Instruction:
Reproduce only the lines that run from the line with "Task: point out every instance of the colorful" to the last line of the material, both ends included, exactly as they appear.

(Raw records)
====================
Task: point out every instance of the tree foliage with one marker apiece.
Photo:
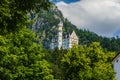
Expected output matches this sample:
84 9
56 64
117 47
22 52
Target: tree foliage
21 58
87 63
13 13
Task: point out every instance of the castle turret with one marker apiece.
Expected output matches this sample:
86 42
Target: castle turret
60 25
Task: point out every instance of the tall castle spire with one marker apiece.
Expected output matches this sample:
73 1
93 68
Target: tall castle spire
60 25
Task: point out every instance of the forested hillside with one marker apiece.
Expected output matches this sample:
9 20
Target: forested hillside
22 57
46 26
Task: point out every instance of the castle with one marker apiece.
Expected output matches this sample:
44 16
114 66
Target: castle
63 41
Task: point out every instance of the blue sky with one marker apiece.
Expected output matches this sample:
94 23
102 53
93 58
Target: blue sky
99 16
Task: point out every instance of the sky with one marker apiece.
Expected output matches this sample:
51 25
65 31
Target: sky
99 16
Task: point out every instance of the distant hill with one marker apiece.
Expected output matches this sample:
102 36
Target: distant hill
46 23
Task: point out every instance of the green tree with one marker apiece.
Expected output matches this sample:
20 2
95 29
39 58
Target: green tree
21 58
87 63
13 13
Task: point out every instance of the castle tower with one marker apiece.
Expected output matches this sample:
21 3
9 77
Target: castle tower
60 25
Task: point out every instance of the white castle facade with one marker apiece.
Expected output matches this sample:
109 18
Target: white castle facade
64 42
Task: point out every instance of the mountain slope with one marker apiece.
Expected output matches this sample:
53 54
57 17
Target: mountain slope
46 27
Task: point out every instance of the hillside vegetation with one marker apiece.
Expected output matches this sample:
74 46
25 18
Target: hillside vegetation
46 27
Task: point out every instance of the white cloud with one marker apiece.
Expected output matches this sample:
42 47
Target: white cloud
100 16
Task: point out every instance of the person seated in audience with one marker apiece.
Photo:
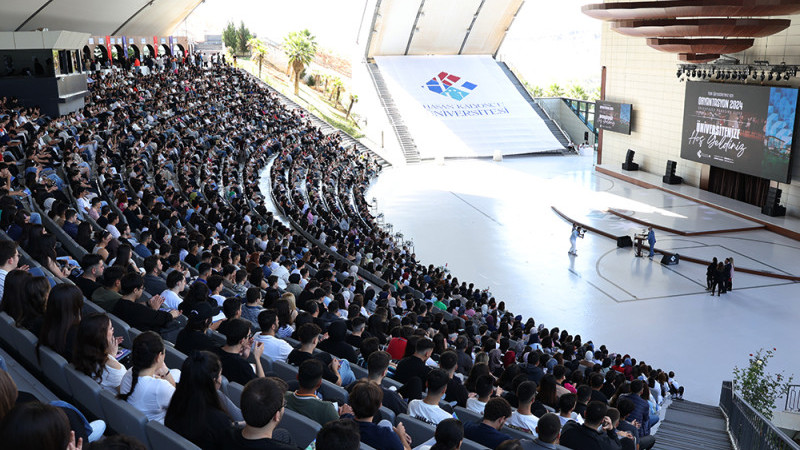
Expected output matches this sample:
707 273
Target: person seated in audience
411 370
596 432
195 410
107 295
153 283
194 337
547 433
304 400
262 406
61 319
339 434
365 399
142 316
149 384
308 335
93 268
484 388
583 398
96 352
232 309
625 407
38 426
276 349
252 308
176 283
456 391
428 409
523 419
238 346
487 432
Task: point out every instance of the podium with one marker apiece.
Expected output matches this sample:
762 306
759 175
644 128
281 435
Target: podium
638 240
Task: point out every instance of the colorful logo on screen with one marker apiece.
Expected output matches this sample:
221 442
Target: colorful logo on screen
450 85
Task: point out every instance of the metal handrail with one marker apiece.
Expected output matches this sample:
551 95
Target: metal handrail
747 427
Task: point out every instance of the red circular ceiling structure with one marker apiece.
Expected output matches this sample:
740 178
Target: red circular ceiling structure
697 30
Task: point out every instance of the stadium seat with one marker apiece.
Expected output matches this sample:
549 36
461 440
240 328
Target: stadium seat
235 393
303 430
122 417
53 366
162 438
465 415
418 430
86 391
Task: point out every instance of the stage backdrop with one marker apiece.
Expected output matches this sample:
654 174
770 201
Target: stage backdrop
463 106
747 129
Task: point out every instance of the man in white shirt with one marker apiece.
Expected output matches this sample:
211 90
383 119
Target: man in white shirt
176 283
428 409
274 348
9 258
522 419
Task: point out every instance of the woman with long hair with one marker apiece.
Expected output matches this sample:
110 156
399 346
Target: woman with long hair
148 385
96 351
196 411
61 319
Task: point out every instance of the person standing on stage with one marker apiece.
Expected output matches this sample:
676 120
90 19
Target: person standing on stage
573 238
710 271
651 239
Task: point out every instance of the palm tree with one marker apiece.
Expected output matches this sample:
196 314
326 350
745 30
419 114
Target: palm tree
300 47
353 100
258 52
====================
Solved problem:
Task: point out every instance of the colorful logo on screen with one marker apiece.
Expected output matches this sample:
221 442
Target: colorful logo on screen
450 85
Task: point out every instance of the metal handrail with one marker apiece.
Expected output matches this sample:
551 95
Target: metal handrail
747 427
Task: point out every instance of the red circular ceiling structure with one marker apiece.
Expected output matches this sample:
740 178
Target: red circular ceiling structure
697 30
Task: point out every instance of the stadium seat with one marker apiece.
Expected output matches this sample:
549 36
461 440
240 328
Target: stadium seat
235 393
303 430
122 417
53 366
162 438
465 415
418 430
86 391
Task: point out every instance of the stage backdrop with one marker apiece.
Expected output matches this sample:
654 174
770 201
Target: stage backdrop
463 106
747 129
Task: point out every instance of the man in white shirt with one marker apiece.
Expected output matches this sample:
211 90
383 119
Target: man in white shirt
176 283
428 409
274 348
9 258
522 419
Task: point out every instance of the woman with long hair with one marker apiece.
Expected output matches this sample:
110 156
399 346
Target: woman with long hair
148 385
96 351
196 411
61 319
Task: point out every instance of the person standing on stage with one marker apiece.
Expected output matches this sample:
676 120
90 19
Target: person standing on stage
573 238
710 271
651 239
Task: point out every instance of the palm tree with one marker apiece.
Expected output matches this sample:
196 314
326 350
745 30
419 114
Target: palm tree
300 47
353 100
258 52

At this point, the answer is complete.